(Stated task) Write out all the rows below again, replacing "instance" with "occurrence" everywhere and leaving the rest unchanged.

(Record extracts)
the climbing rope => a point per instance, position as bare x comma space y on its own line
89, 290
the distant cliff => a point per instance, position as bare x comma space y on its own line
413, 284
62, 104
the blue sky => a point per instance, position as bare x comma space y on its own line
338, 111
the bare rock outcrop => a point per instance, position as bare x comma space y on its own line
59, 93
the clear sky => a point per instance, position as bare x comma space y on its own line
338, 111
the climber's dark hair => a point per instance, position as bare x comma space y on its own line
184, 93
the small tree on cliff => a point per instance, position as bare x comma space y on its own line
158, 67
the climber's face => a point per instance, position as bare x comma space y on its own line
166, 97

(Answer to the problem)
the climbing rope => a point per occurrence, position as bare x comma space y on its own line
89, 290
the distant cliff => a point per occurrence, position as bare x comma space y on its own line
413, 284
62, 104
the blue sky => a point per occurrence, position as bare x comma space y on its own line
338, 111
the bare rock outcrop => a point per occurrence, position as bare x comma space y on its own line
59, 93
the clear sky => a point per occurrence, position as bare x comma space y on its own line
338, 111
the climber's dark hair => a point per occurrence, position as bare x comma space y on its own line
184, 93
the small tree on cliff => a point per occurrence, position as bare x comma space y on its own line
158, 67
the climber's face => a point per occurrence, position as bare x comma space y on its own line
166, 97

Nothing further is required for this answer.